Can you quote exactly the stretch of lines from the one with "Practice. Put a pin on the blue collared" through the final line of the material, both ends included?

— BEGIN Input data —

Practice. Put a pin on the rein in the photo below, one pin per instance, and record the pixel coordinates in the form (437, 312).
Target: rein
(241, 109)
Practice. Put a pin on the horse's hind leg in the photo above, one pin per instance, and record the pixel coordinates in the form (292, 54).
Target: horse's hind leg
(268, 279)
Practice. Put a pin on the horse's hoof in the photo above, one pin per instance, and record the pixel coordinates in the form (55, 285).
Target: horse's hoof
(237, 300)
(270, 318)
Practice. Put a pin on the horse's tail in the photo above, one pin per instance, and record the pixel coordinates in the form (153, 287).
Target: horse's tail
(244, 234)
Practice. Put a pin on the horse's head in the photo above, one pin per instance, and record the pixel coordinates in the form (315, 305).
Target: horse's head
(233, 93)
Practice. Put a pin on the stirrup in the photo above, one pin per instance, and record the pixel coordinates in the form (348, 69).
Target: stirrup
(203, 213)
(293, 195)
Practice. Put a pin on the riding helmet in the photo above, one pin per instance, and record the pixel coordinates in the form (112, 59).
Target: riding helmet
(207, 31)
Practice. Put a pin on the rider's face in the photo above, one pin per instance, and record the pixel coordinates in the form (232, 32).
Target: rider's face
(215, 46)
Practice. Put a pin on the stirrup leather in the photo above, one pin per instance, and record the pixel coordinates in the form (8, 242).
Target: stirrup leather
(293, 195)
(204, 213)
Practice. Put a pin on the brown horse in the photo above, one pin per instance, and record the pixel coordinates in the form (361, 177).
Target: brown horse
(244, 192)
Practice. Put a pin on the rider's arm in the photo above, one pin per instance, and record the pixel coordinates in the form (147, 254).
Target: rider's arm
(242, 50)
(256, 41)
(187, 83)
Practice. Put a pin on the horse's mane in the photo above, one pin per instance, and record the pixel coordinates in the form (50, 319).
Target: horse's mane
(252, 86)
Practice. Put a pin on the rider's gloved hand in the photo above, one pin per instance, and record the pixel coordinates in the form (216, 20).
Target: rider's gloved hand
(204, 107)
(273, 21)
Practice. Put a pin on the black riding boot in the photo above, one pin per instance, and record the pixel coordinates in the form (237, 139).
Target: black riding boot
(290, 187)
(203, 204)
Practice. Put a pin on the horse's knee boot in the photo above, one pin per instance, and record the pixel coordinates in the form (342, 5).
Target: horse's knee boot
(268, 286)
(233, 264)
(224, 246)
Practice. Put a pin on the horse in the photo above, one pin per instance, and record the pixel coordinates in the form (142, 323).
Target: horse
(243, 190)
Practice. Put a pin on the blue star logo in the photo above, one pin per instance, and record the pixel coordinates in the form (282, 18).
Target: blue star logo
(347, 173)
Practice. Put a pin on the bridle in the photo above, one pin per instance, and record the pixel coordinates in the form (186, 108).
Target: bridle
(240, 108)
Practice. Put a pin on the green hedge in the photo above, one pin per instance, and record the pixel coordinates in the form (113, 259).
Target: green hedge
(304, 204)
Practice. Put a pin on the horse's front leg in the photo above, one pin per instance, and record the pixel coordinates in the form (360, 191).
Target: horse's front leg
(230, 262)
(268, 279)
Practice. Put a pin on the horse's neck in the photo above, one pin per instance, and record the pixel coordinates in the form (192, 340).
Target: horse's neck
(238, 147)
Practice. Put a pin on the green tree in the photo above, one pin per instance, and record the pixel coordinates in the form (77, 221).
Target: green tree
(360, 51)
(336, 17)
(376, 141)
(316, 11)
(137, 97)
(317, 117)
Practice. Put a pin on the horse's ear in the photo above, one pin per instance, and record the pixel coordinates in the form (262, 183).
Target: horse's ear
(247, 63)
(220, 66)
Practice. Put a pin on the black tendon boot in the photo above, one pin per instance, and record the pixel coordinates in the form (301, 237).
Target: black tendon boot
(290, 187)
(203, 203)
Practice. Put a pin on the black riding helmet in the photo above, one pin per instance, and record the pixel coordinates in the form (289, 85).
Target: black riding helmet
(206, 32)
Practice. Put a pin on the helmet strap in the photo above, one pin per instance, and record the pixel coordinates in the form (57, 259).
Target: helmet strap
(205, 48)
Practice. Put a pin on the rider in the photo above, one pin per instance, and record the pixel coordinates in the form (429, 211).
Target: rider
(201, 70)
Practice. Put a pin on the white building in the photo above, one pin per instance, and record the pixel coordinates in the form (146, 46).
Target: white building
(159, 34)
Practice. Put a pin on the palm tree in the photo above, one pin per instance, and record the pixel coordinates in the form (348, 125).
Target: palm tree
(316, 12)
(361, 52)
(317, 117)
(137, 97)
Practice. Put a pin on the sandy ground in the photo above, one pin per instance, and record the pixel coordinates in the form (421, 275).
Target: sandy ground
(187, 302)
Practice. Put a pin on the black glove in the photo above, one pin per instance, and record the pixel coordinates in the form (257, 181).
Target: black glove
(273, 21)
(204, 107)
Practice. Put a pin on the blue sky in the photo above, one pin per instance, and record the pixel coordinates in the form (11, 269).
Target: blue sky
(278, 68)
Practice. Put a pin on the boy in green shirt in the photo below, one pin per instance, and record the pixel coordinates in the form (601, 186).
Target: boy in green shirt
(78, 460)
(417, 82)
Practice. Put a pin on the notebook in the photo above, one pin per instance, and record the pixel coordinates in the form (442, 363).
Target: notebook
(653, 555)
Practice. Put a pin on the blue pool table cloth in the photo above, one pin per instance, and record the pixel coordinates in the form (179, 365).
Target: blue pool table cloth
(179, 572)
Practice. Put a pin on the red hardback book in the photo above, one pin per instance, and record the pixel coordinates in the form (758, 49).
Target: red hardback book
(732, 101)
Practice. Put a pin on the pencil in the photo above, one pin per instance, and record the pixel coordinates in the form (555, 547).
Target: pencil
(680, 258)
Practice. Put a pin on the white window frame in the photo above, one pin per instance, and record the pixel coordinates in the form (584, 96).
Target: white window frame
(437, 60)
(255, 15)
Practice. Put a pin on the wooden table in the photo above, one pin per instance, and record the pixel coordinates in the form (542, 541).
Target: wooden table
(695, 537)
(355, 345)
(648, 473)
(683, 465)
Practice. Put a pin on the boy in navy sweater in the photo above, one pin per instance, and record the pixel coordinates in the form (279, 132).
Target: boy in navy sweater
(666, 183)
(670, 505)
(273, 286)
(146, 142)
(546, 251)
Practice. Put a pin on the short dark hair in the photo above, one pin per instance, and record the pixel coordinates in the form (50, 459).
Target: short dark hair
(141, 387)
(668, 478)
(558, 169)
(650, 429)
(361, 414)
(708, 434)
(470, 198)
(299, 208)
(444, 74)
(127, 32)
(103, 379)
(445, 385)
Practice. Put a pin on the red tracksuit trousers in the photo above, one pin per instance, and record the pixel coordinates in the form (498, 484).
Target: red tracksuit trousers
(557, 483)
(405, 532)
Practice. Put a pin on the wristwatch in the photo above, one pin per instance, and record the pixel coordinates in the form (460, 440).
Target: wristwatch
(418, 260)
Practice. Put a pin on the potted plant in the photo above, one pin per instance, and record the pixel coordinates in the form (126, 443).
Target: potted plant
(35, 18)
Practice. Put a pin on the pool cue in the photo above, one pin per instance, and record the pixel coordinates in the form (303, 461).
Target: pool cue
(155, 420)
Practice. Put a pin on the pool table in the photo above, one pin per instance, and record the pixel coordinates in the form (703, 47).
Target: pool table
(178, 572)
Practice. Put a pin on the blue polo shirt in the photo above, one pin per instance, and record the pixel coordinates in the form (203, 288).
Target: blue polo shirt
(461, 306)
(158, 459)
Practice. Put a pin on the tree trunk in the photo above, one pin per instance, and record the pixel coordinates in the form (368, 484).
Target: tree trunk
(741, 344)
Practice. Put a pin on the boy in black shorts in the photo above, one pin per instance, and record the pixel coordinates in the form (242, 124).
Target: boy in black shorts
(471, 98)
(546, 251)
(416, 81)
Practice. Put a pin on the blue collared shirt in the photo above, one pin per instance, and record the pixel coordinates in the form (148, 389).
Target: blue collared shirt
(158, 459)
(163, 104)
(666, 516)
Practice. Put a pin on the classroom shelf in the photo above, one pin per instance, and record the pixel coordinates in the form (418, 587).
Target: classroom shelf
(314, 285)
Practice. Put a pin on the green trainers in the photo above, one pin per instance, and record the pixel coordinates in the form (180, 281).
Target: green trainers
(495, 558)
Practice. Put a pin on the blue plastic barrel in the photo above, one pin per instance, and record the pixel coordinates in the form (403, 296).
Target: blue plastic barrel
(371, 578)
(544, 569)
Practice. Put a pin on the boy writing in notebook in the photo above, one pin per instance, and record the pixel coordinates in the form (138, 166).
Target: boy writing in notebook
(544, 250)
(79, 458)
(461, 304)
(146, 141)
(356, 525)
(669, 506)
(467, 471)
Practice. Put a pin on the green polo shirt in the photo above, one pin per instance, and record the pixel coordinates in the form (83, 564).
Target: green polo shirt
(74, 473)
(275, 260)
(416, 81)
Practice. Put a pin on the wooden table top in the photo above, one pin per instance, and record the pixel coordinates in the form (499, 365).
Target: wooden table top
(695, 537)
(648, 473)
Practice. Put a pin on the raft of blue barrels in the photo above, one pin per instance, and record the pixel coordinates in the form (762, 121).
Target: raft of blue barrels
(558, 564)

— END Input data —

Written reply:
Practice. Put a pin on the blue collared shirt in the photo above, one pin per instance, and record the pixel coordinates in the form (148, 389).
Target: blue collared shirt
(158, 459)
(163, 104)
(666, 516)
Practice. Put a pin on the classroom shelf in the photo above, one pin per instance, and record the pixel coordinates in the form (418, 587).
Target: classroom shelf
(314, 285)
Practice. Put a pin on the green trainers in the photo above, one pin per instance, and record the pixel coordinates in the form (180, 281).
Target: green trainers
(495, 558)
Practice. Put a pin on the blue plastic barrel in the photo above, one pin per instance, and record the pixel coordinates in the form (403, 296).
Target: blue plastic barrel
(371, 578)
(544, 569)
Practice. Put a pin on the boy writing in notebook in the photo above, one pin per instance, and record the pixel coordinates in the form (138, 166).
Target: boy writing in notebook
(544, 250)
(79, 458)
(461, 304)
(146, 141)
(356, 525)
(669, 506)
(467, 471)
Practice. Put a pin on the green polo shirt in the photo above, one pin per instance, and record the pixel coordinates in the form (83, 564).
Target: green polo shirt
(74, 473)
(275, 260)
(416, 81)
Practice. Put a pin on the wooden table top in the photo above, one pin per instance, and record the pixel coordinates in the form (499, 365).
Target: wooden table top
(695, 537)
(648, 473)
Practice. Put a pin on the raft of blue barrels in the photo above, one pin per instance, and record the pixel coordinates in the form (762, 121).
Target: raft of blue barrels
(558, 564)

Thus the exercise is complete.